(Beginning of Input data)

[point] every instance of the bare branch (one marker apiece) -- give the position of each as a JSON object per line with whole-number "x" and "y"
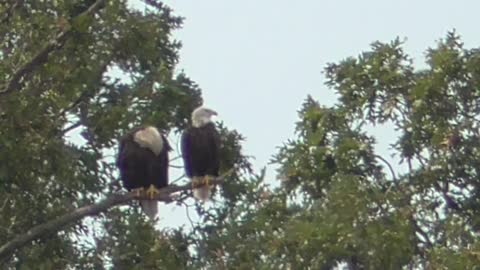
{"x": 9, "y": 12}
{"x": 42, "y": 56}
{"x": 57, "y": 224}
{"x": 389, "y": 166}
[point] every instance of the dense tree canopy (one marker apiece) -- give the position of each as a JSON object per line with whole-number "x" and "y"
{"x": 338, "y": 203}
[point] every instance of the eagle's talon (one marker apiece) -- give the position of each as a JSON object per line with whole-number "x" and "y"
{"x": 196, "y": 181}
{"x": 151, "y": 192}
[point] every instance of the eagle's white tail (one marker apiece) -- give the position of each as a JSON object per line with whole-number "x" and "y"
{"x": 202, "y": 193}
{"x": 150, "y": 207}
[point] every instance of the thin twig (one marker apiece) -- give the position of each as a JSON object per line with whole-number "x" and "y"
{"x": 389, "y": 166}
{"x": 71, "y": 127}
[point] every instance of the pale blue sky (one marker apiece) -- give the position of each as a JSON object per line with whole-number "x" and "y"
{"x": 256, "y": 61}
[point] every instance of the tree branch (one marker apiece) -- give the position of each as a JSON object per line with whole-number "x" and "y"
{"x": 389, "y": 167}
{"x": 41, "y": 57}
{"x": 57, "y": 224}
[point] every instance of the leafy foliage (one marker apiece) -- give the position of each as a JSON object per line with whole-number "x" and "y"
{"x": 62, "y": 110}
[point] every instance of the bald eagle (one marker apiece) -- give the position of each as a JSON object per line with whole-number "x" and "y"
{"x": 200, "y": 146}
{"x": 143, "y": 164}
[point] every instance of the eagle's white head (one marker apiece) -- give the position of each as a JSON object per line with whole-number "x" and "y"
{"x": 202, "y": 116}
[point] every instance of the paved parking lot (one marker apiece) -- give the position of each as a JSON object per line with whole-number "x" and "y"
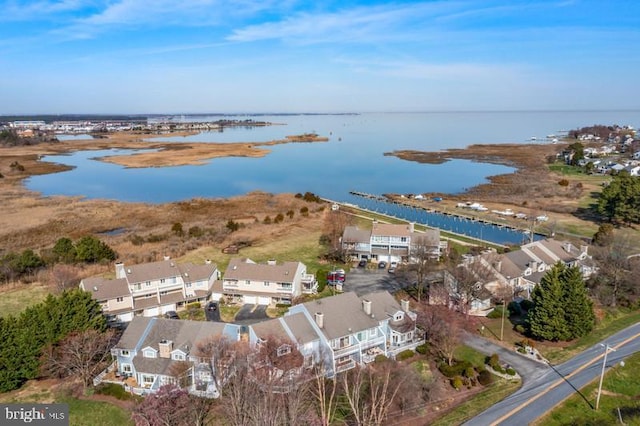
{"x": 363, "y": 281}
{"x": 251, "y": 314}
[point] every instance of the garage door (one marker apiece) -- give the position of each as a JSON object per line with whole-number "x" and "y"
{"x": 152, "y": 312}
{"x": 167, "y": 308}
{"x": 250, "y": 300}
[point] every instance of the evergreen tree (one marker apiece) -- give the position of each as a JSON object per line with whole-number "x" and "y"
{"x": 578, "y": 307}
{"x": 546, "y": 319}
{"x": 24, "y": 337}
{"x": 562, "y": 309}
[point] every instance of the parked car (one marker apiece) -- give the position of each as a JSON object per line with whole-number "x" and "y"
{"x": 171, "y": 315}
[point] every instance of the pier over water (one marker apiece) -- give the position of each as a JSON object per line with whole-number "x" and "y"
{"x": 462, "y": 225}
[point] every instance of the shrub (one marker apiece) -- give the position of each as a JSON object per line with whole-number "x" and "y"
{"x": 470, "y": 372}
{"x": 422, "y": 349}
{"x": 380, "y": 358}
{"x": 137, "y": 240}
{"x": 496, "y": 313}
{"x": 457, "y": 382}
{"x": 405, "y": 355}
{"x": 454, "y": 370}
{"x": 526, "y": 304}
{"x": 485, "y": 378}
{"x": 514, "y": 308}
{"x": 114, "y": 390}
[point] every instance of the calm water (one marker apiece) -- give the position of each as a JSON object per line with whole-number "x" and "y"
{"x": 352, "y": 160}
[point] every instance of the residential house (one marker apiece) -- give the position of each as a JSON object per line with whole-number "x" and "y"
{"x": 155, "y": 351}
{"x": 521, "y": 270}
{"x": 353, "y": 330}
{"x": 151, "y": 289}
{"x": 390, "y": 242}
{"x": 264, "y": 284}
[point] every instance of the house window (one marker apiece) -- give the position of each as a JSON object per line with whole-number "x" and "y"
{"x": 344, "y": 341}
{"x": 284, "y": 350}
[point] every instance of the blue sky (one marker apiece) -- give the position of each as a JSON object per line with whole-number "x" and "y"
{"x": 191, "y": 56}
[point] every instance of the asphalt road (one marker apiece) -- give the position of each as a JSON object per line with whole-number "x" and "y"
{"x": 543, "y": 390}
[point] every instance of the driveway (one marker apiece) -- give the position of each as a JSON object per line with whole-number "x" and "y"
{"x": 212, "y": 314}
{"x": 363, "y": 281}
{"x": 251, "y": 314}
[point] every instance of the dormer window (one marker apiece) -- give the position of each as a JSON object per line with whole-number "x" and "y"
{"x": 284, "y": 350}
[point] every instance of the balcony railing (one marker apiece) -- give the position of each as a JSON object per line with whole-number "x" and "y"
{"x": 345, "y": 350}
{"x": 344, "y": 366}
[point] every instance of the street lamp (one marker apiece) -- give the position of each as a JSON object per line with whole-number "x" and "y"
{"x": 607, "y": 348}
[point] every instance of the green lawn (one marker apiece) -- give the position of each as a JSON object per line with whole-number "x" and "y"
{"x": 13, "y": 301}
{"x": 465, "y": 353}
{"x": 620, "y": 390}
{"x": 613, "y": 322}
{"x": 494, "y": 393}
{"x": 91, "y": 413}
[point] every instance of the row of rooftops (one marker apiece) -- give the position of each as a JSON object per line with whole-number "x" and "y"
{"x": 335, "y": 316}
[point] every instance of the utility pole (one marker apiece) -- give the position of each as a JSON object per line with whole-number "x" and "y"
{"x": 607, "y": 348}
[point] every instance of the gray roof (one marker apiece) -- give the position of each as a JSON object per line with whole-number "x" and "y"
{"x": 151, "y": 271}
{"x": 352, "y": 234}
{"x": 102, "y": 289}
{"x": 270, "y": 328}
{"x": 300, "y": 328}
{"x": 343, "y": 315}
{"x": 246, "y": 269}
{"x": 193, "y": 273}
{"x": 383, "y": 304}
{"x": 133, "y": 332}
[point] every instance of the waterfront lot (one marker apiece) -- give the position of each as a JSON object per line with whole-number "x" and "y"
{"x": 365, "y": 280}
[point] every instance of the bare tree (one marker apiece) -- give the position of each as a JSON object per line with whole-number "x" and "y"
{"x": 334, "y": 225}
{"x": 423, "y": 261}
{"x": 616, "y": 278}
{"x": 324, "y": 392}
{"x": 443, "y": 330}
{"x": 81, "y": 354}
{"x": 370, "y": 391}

(End of Input data)

What this task involves ::
Give the records again without a single change, and exclude the pictures.

Answer to the exercise ::
[point] every instance of the bare branch (one marker apiece) -- give the position of each as a JSON object per line with whole-number "x" and "y"
{"x": 9, "y": 12}
{"x": 42, "y": 56}
{"x": 57, "y": 224}
{"x": 389, "y": 166}
[point] every instance of the dense tree canopy (one marker apiece) -- give the position of each as a JSON object per line with whole-number "x" and "y"
{"x": 338, "y": 203}
[point] every instance of the eagle's talon (one marker apiece) -- give the position of each as a JSON object per line with whole-number "x" and "y"
{"x": 196, "y": 181}
{"x": 151, "y": 192}
[point] every instance of the eagle's white tail (one marker apiece) -- give the position of each as a JSON object per line with whole-number "x" and "y"
{"x": 202, "y": 193}
{"x": 150, "y": 207}
[point] every instance of the thin twig (one marker apiece) -- give the position of each as a JSON object per line with whole-number "x" and "y"
{"x": 389, "y": 166}
{"x": 71, "y": 127}
[point] every instance of the pale blue sky (one marker apiece) -- give the position of each as a JSON object per line with whole-number "x" and "y"
{"x": 256, "y": 61}
[point] every instance of the tree branch (one marker apiece) -- give the position of each as a JSON object per line with whole-number "x" and "y"
{"x": 389, "y": 167}
{"x": 41, "y": 57}
{"x": 57, "y": 224}
[point] every instance of the leafy foliage (one marker apiece) -- give the position of each as a JSON object per line with whole-number "x" and "y"
{"x": 62, "y": 110}
[point] every instance of the bald eagle (one marker apiece) -- give the position of each as a JSON object per line with whole-number "x" and "y"
{"x": 200, "y": 146}
{"x": 143, "y": 164}
[point] every instance of the eagle's white head (one marker apiece) -- give the position of each as a JSON object per line with whole-number "x" and "y"
{"x": 202, "y": 116}
[point] every instance of the paved parking lot (one marker apiece) -- give the position of each as a JSON object per line with whole-number "x" and "y"
{"x": 363, "y": 281}
{"x": 251, "y": 314}
[point] every instance of the garage door (one marker apiece) -- give the position of each as a JSON object per line with whole-number "x" and "y"
{"x": 152, "y": 312}
{"x": 167, "y": 308}
{"x": 250, "y": 300}
[point] every instance of the evergreen tree (one marker apiece) -- give the position of each as a JSON object per line with whole-number "x" and "y"
{"x": 578, "y": 307}
{"x": 546, "y": 319}
{"x": 24, "y": 337}
{"x": 562, "y": 309}
[point] every instance of the parked car (one marker apiece) -- give the position of each as a JSON object per line with whole-number "x" and "y"
{"x": 171, "y": 315}
[point] every instance of the pier over water (one marker apiece) -- give the position of each as a JSON object per line with whole-number "x" and "y"
{"x": 462, "y": 225}
[point] every instance of the shrub (one marker apiece) -- give the position of each as a JSON object per line with whole-number "x" and "y"
{"x": 470, "y": 372}
{"x": 422, "y": 349}
{"x": 380, "y": 358}
{"x": 137, "y": 240}
{"x": 496, "y": 313}
{"x": 457, "y": 382}
{"x": 405, "y": 355}
{"x": 454, "y": 370}
{"x": 526, "y": 304}
{"x": 485, "y": 378}
{"x": 514, "y": 308}
{"x": 114, "y": 390}
[point] every instance of the calm water (one marker apiece) -- give the position of each as a JSON object per line with whole-number "x" and "y"
{"x": 352, "y": 160}
[point] every instance of the residential house (one marker apiece) -- give the position of each as a JSON object per line with whole-number "x" and "y"
{"x": 155, "y": 351}
{"x": 521, "y": 270}
{"x": 353, "y": 330}
{"x": 151, "y": 289}
{"x": 390, "y": 242}
{"x": 264, "y": 284}
[point] every instance of the house window (one marker apiece) -- give the position of each as a JSON object per line with whole-number "x" and "y"
{"x": 344, "y": 341}
{"x": 284, "y": 350}
[point] every instance of the blue sky (one marker apiece) -- give the position of each as a JSON object per line with whole-number "x" and "y"
{"x": 191, "y": 56}
[point] every instance of the asphalt road (one marker apiece) -- give the position of each as a JSON object per line with whole-number "x" and "y"
{"x": 543, "y": 390}
[point] every instance of the driveway (one marker apiece) -- give the position of each as a JSON object per line with whole-number "x" and "y"
{"x": 212, "y": 314}
{"x": 363, "y": 281}
{"x": 251, "y": 314}
[point] every instance of the dormer window (one marker apiece) -- give the position of each as a JSON object per line with whole-number "x" and "y"
{"x": 284, "y": 350}
[point] every instance of the balcony railing (one marker apiece) -- give the position of each as a JSON object per line with whole-number "x" and "y"
{"x": 345, "y": 350}
{"x": 344, "y": 366}
[point] every instance of the street lamp (one marker apiece) -- give the position of each as a JSON object per line with whole-number "x" and "y"
{"x": 607, "y": 348}
[point] every instance of the green lawn (one marker apiece) -- give the position of each as a JSON object per line with whole-number "x" and "y"
{"x": 13, "y": 301}
{"x": 465, "y": 353}
{"x": 620, "y": 390}
{"x": 613, "y": 322}
{"x": 494, "y": 393}
{"x": 91, "y": 413}
[point] every instance of the row of rooftops (one marker apiece) -- give the position of each as a JSON object per line with whole-number "x" and "y"
{"x": 335, "y": 316}
[point] every instance of the utility pole (one marker apiece) -- give the position of each as a JSON object per line with whole-number "x" and "y"
{"x": 607, "y": 348}
[point] every instance of the gray roof (one marker apiece) -- give the position of each as a JSON object per line with whole-number "x" and "y"
{"x": 151, "y": 271}
{"x": 352, "y": 234}
{"x": 102, "y": 289}
{"x": 270, "y": 328}
{"x": 300, "y": 328}
{"x": 343, "y": 315}
{"x": 246, "y": 269}
{"x": 193, "y": 273}
{"x": 383, "y": 304}
{"x": 133, "y": 332}
[point] every instance of the waterfront lot (one marker apiece) -- give the position of each as a JSON object per line with whole-number "x" and "y"
{"x": 365, "y": 280}
[point] every instance of the bare tree (one marker apiece) -- give the position of each as a JSON object per line with whole-number "x" and "y"
{"x": 334, "y": 225}
{"x": 423, "y": 261}
{"x": 616, "y": 278}
{"x": 324, "y": 392}
{"x": 443, "y": 330}
{"x": 81, "y": 354}
{"x": 370, "y": 391}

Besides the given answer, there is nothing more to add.